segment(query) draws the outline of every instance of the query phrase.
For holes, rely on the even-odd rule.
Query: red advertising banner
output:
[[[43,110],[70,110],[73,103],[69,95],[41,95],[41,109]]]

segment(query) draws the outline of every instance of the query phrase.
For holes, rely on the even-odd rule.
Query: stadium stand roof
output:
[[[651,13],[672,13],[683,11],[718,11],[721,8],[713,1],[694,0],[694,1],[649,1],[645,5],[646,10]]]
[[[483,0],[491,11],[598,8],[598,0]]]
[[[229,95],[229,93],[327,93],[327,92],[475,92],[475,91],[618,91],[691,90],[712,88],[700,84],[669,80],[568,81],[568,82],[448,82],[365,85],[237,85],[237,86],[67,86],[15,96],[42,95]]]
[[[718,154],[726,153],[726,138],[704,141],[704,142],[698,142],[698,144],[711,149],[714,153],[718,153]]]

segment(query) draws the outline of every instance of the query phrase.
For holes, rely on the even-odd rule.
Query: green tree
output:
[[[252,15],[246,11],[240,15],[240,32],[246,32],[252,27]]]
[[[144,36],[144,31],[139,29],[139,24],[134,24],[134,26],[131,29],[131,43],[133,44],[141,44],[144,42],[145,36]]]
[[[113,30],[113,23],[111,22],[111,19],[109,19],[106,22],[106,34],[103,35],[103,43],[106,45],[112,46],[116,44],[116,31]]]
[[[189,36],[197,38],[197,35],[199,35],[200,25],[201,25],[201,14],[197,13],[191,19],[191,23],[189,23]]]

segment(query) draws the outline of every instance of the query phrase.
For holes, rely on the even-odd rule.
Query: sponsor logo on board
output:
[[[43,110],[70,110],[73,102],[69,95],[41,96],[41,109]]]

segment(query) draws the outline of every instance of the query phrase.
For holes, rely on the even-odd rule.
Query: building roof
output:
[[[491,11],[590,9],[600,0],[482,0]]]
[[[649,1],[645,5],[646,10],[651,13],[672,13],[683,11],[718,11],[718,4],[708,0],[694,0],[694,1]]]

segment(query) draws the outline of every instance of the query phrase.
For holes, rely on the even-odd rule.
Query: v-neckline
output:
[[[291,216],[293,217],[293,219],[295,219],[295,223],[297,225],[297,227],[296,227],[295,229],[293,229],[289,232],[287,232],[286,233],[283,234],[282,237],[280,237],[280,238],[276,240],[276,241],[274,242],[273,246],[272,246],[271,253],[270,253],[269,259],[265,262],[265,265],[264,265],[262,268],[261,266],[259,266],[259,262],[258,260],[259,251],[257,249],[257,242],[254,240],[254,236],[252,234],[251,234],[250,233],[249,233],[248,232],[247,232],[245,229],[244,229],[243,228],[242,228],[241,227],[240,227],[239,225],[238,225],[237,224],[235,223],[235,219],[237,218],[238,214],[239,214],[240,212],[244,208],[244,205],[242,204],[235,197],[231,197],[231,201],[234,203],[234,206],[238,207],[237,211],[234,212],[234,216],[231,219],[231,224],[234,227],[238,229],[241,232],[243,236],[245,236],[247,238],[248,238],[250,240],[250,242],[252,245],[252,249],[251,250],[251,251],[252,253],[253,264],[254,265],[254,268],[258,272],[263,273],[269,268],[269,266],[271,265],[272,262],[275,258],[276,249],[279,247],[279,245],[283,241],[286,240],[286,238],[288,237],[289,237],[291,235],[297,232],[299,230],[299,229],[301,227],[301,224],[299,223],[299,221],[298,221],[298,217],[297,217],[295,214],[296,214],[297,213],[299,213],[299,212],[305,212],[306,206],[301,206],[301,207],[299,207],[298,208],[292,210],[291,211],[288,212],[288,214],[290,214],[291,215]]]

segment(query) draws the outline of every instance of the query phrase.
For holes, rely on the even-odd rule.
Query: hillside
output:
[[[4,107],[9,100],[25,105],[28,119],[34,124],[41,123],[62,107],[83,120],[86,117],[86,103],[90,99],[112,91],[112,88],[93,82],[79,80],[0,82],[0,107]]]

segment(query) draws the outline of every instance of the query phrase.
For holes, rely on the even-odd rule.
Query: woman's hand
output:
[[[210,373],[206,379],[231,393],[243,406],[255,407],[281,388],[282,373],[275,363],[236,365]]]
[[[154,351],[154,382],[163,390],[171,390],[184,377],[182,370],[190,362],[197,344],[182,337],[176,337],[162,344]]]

⁂

# Task prompt
Transcribe every entry exactly, omitting nothing.

# Correct output
segment(query) draws the outline of every instance of the query phrase.
For holes, rely on the even-odd rule.
Query: red advertising banner
output:
[[[43,110],[70,110],[73,103],[69,95],[41,95],[41,109]]]

segment(query) draws the outline of every instance of the query phrase.
For holes, rely on the even-odd rule.
Query: stadium stand roof
output:
[[[651,13],[672,13],[683,11],[718,11],[721,8],[713,1],[694,0],[694,1],[649,1],[645,5],[646,10]]]
[[[483,0],[491,11],[598,8],[598,0]]]
[[[229,95],[229,93],[327,93],[327,92],[475,92],[475,91],[618,91],[691,90],[712,88],[700,84],[669,80],[568,81],[568,82],[448,82],[365,85],[237,85],[237,86],[67,86],[15,96],[42,95]]]
[[[718,154],[726,153],[726,138],[704,141],[704,142],[698,142],[698,144],[711,149],[714,153],[718,153]]]

segment(query) draws the outline of every instance of the query phrase.
For holes, rely on the even-odd rule.
Query: green tree
output:
[[[252,15],[246,11],[240,15],[240,32],[246,32],[252,27]]]
[[[144,36],[144,31],[139,29],[139,24],[134,24],[134,26],[131,29],[131,43],[133,44],[141,44],[144,42],[145,36]]]
[[[113,30],[113,23],[111,22],[111,19],[109,19],[106,22],[106,34],[103,35],[103,43],[106,45],[112,46],[116,44],[116,31]]]
[[[189,36],[197,38],[197,35],[199,35],[200,25],[201,25],[201,14],[197,13],[191,19],[191,23],[189,23]]]

segment(query) draws the outline of every instance of the query phrase.
For holes, rely on the even-odd rule.
Query: sponsor logo on board
output:
[[[43,110],[70,110],[73,102],[69,95],[41,96],[41,109]]]

segment(query) draws the outline of every instance of the query phrase.
For holes, rely on the even-odd rule.
Query: building roof
output:
[[[491,11],[590,9],[600,0],[482,0]]]
[[[649,1],[645,5],[646,10],[651,13],[672,13],[683,11],[718,11],[718,4],[708,0],[694,0],[694,1]]]

segment(query) draws the outline of every instance of the query phrase.
For holes, rely on the even-odd rule.
Query: v-neckline
output:
[[[291,216],[293,217],[293,219],[295,219],[295,223],[297,225],[297,227],[296,227],[295,229],[293,229],[289,232],[287,232],[286,233],[283,234],[282,237],[280,237],[280,238],[276,240],[276,241],[274,242],[273,246],[272,246],[271,253],[270,253],[269,259],[265,262],[265,265],[264,265],[262,268],[261,266],[259,266],[259,262],[258,260],[259,251],[257,249],[257,242],[254,240],[254,236],[252,234],[251,234],[250,233],[249,233],[248,232],[247,232],[245,229],[244,229],[243,228],[242,228],[241,227],[240,227],[239,225],[238,225],[237,224],[235,223],[235,219],[237,218],[238,214],[239,214],[240,212],[244,208],[244,205],[242,204],[235,197],[231,197],[231,201],[234,203],[234,206],[238,207],[237,211],[234,212],[234,216],[231,219],[231,224],[234,227],[238,229],[241,232],[243,236],[245,236],[247,238],[248,238],[250,240],[250,242],[252,245],[252,249],[251,250],[251,251],[252,253],[253,264],[254,265],[254,268],[258,272],[263,273],[269,268],[269,266],[271,265],[272,262],[275,258],[276,249],[279,247],[279,245],[283,241],[286,240],[286,238],[288,237],[289,237],[291,235],[297,232],[299,230],[299,229],[301,227],[301,224],[299,223],[299,221],[298,221],[298,217],[297,217],[295,214],[296,214],[297,213],[299,213],[299,212],[305,212],[306,206],[301,206],[301,207],[299,207],[298,208],[292,210],[291,211],[288,212],[288,214],[290,214],[291,215]]]

segment(query) draws the outline of every instance of the query phrase.
For holes, rely on the even-odd rule.
Query: hillside
output:
[[[4,107],[9,100],[25,105],[28,119],[34,124],[41,123],[62,107],[83,120],[86,117],[86,103],[90,99],[112,91],[112,88],[93,82],[79,80],[0,82],[0,107]]]

segment(query) draws the outline of every instance of the query phrase.
For holes, rely on the even-odd rule.
Query: woman's hand
output:
[[[210,373],[206,379],[231,393],[243,406],[255,407],[281,388],[282,373],[275,363],[236,365]]]
[[[154,351],[154,382],[163,390],[171,390],[184,377],[182,370],[190,362],[197,344],[182,337],[176,337],[162,344]]]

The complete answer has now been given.